Assignment: Your answer should consist of all lines in the listing that hold the word "door".

^^^^

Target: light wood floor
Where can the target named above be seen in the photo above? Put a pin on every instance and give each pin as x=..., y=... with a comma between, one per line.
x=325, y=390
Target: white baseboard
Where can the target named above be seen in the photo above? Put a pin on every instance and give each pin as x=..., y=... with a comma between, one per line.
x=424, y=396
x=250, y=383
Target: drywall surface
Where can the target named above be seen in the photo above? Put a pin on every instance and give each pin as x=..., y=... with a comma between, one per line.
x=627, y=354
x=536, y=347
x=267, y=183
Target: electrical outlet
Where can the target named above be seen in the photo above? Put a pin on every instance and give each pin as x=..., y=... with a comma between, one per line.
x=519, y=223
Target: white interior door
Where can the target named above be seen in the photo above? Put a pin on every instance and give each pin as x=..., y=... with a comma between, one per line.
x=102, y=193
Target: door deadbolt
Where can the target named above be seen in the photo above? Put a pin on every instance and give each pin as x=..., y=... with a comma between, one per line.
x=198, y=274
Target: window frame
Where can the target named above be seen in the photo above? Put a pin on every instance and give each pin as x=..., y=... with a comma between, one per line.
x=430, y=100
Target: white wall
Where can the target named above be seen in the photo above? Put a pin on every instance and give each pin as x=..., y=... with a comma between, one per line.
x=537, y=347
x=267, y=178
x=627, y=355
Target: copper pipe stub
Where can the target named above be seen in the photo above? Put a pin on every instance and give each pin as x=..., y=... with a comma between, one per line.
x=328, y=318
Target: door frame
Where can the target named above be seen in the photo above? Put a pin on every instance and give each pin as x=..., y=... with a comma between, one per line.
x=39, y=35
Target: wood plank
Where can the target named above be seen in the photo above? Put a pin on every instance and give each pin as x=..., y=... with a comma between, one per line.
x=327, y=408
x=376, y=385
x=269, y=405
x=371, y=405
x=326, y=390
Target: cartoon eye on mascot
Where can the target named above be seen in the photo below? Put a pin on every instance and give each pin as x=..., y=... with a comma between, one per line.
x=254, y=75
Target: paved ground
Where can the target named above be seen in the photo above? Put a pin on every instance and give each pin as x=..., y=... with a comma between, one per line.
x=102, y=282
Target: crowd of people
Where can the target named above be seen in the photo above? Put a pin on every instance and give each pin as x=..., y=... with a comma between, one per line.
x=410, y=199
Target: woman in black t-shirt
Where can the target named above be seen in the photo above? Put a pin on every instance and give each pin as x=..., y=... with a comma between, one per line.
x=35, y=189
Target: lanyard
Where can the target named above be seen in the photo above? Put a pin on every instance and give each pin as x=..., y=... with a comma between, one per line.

^^^^

Reply:
Target: white interior door
Target: door deadbolt
Target: door frame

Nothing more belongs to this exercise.